(Data to use begins)

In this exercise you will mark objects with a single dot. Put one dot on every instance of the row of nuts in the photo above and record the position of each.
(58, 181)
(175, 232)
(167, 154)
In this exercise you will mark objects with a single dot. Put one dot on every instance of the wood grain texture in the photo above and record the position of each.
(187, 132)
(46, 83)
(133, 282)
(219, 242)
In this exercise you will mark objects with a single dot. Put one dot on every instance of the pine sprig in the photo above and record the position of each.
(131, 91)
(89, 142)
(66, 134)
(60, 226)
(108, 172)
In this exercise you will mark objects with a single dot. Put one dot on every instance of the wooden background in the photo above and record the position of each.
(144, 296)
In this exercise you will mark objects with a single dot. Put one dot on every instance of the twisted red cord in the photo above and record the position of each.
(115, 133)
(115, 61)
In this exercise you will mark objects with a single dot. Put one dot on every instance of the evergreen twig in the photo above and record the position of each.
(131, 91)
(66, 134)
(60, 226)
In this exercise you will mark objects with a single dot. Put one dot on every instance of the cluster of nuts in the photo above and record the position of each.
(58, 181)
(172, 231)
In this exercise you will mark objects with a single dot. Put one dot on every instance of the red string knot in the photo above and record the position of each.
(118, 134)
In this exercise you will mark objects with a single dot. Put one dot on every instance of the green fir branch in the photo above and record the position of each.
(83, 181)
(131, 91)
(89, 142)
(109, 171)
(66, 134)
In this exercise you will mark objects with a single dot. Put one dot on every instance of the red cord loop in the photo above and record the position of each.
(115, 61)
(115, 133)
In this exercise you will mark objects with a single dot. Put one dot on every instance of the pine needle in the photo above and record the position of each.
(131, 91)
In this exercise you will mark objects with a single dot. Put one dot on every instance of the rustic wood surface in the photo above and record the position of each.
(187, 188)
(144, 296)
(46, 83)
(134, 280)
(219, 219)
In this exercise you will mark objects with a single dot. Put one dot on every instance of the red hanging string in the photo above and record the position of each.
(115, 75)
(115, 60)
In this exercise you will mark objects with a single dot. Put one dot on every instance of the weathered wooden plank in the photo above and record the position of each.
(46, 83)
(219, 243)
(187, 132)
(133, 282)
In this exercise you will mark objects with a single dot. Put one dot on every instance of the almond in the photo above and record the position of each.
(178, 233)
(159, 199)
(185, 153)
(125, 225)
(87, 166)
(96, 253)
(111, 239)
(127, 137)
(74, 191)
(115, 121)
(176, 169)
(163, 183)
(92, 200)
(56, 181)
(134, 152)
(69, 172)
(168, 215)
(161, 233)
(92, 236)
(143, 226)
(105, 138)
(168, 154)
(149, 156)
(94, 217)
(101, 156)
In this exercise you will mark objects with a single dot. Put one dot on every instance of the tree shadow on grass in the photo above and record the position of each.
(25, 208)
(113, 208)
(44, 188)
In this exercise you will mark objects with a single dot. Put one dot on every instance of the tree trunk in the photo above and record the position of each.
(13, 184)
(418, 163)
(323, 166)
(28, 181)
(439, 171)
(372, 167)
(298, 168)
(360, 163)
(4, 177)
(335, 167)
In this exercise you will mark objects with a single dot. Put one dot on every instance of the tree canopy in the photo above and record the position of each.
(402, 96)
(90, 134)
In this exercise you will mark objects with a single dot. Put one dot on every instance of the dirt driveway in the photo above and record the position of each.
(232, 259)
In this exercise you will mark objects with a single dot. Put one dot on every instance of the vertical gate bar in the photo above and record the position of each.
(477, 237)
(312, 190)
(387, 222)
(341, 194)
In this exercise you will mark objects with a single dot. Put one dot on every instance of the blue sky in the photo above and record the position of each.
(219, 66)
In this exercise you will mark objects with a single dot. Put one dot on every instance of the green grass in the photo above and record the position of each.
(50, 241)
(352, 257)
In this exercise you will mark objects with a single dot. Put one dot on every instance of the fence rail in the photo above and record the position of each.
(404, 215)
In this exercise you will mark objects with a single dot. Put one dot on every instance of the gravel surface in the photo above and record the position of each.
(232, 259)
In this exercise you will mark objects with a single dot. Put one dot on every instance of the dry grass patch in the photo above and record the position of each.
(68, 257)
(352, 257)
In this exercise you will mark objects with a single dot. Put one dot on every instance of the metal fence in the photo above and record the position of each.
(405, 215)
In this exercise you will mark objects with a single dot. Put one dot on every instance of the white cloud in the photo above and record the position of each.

(Data to use ends)

Task item — Every record is to be repeated exactly as written.

Answer to this task —
In this exercise you will mark objects with a single dot. Put one dot on every instance of the row of nuts in the photo above and record the position of each.
(58, 181)
(175, 232)
(167, 154)
In this exercise you will mark objects with a single dot. Put one dot on every instance of the wood grain texture in the photo above and record the position of each.
(187, 132)
(46, 83)
(133, 282)
(219, 242)
In this exercise you will mark objects with a single dot. Put one dot on every instance of the pine sprig in the photo above and record the position of each.
(131, 91)
(89, 142)
(66, 134)
(60, 226)
(108, 172)
In this exercise you will mark objects with a single dot. Put one dot on every instance of the wooden background in the photo above and record the position of each.
(144, 296)
In this exercise you will mark objects with a single dot. Put one dot on every instance of the twisted red cord in the photo above and record the position of each.
(115, 133)
(115, 61)
In this exercise you will mark objects with a single dot. Put one dot on every instance of the evergreen twig in the photo above and record the position of each.
(131, 91)
(66, 134)
(60, 226)
In this exercise you will mark objects with a single dot. Put one dot on every instance of the cluster of nuts in the photo above and record the position of each.
(58, 181)
(172, 231)
In this exercise you will mark objects with a single dot. Put one dot on every instance of the red string knot in the photo above and record the position of each.
(118, 134)
In this exercise you will mark objects with a single dot. Put one dot on every instance of the green fir branch in the photo above and record the position of each.
(83, 181)
(131, 91)
(89, 142)
(109, 171)
(66, 134)
In this exercise you will mark objects with a single dot. Put one dot on every instance of the red cord loop in the photo above and record the position of each.
(115, 61)
(115, 133)
In this exercise you will mark objects with a single dot. Put one dot on every instance of the pine needle in the photo above and record the position of each.
(131, 91)
In this exercise you will mark objects with a single dot. Put one dot on every instance of the rustic wood surface in the photo above and record the position of each.
(187, 188)
(144, 296)
(46, 83)
(134, 280)
(219, 219)
In this exercise you will mark objects with a single dot. Put one dot on every instance of the red hanging string in the photo above and record the position of each.
(115, 75)
(115, 60)
In this exercise you will mark objects with a single dot. Put one dot on every instance of the weathered wooden plank in the photo above and record the position of each.
(46, 83)
(219, 243)
(187, 132)
(133, 282)
In this exercise you will mark objects with a single dot. Put one dot on every instance of the almond in the photo above and record the position of each.
(178, 233)
(159, 199)
(185, 153)
(125, 225)
(87, 166)
(96, 253)
(111, 239)
(127, 137)
(74, 191)
(115, 121)
(176, 169)
(163, 183)
(92, 200)
(56, 181)
(134, 152)
(69, 172)
(168, 215)
(161, 233)
(92, 236)
(143, 226)
(105, 138)
(168, 154)
(149, 156)
(94, 217)
(101, 156)
In this exercise you will mark objects with a single dot. Put one dot on every instance of the tree shadow on grass in the photo above and record the position of each.
(25, 208)
(113, 208)
(44, 188)
In this exercise you will mark objects with a single dot. Put one dot on every instance of the tree trunk in the photo above and record the position of each.
(13, 184)
(418, 163)
(323, 166)
(28, 181)
(439, 171)
(372, 167)
(298, 168)
(360, 163)
(4, 177)
(335, 167)
In this exercise you will mark objects with a single dot. Put one dot on every instance of the tree canopy in the photo above and record the position of each.
(402, 96)
(90, 134)
In this exercise you will mark objects with a single dot. Put one dot on every instance of the dirt driveway in the photo above and record the position of each.
(232, 259)
In this exercise you will mark objects with a single dot. Put one dot on every instance of the vertical gate bar in the photo above and record the position of each.
(477, 237)
(312, 190)
(387, 222)
(341, 194)
In this exercise you will mark objects with a single dot. Put one dot on every instance of the blue sky in the photo above and record the position of each.
(219, 66)
In this exercise you will mark objects with a single dot. Put one dot on every instance of the green grass in the photo above and record the position of each.
(50, 241)
(352, 257)
In this exercise you will mark objects with a single dot. Put one dot on every instance of the fence rail in the photo above and record the position of each.
(404, 215)
In this exercise you will mark objects with a single dot. Put one dot on every instance of the gravel surface in the photo above and record the position of each.
(232, 259)
In this exercise you will mark objects with a single dot. Put one dot on every instance of the dry grass patch in the photo above and record the position of each.
(68, 257)
(352, 257)
In this exercise you will mark objects with a single dot. Put one dot on every instance of the metal fence in the photo above and record the position of each.
(405, 215)
In this exercise you will mark objects with a single dot. Put one dot on every instance of the white cloud in the photo above and record the position of each.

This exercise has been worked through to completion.